Exercise materials
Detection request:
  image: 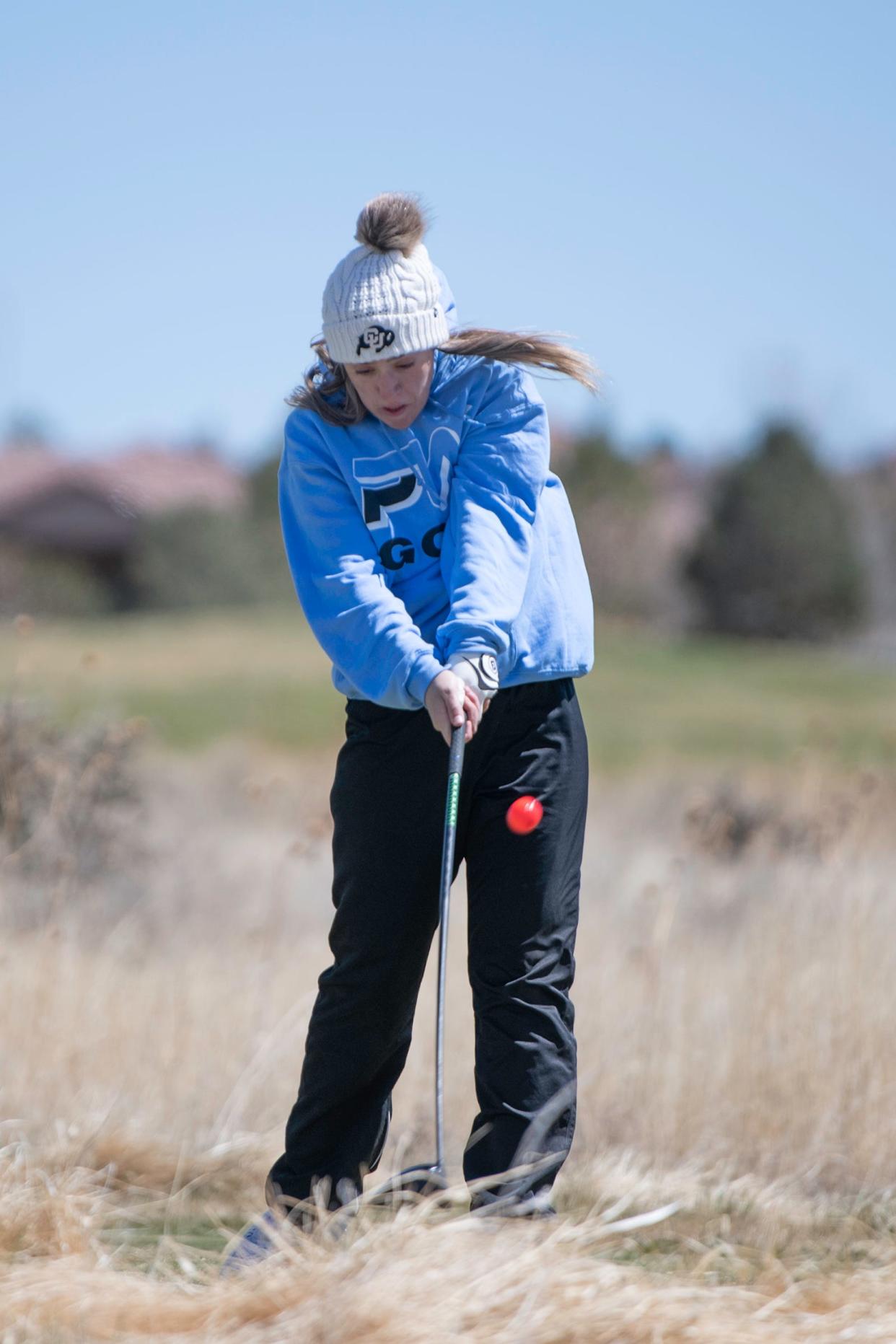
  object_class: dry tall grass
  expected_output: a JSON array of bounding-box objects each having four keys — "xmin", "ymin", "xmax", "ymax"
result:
[{"xmin": 0, "ymin": 746, "xmax": 896, "ymax": 1344}]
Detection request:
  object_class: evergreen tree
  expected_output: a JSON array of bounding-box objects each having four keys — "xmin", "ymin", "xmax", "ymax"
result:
[{"xmin": 685, "ymin": 422, "xmax": 864, "ymax": 638}]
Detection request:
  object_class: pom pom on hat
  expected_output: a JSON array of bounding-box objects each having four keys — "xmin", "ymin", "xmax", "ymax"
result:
[
  {"xmin": 355, "ymin": 191, "xmax": 426, "ymax": 257},
  {"xmin": 322, "ymin": 192, "xmax": 450, "ymax": 364}
]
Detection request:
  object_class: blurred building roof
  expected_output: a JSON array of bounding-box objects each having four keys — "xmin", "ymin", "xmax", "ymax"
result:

Short task
Write out every row above in full, offsetting each bounding-box coordinate in the results by -45 and leaving the pictures out.

Answer to the problem
Detection request:
  image: 
  object_class: dry tall grass
  expected_output: a JSON array of bounding-box objects each having four keys — "xmin", "ymin", "xmax", "ymax"
result:
[{"xmin": -45, "ymin": 701, "xmax": 851, "ymax": 1299}]
Detection request:
  object_class: evergreen tree
  expected_output: a JSON array of bounding-box objects each having four keys — "xmin", "ymin", "xmax", "ymax"
result:
[{"xmin": 640, "ymin": 377, "xmax": 819, "ymax": 593}]
Detection request:
  object_class: pom pom on hat
  expected_output: a JSON array of bounding-box objects each having four keys — "xmin", "ymin", "xmax", "ymax"
result:
[
  {"xmin": 310, "ymin": 146, "xmax": 381, "ymax": 212},
  {"xmin": 277, "ymin": 147, "xmax": 405, "ymax": 319}
]
Detection request:
  object_class: blurred building roof
  expected_output: a JSON array of bounding-box objects each having four keys — "xmin", "ymin", "xmax", "ymax"
result:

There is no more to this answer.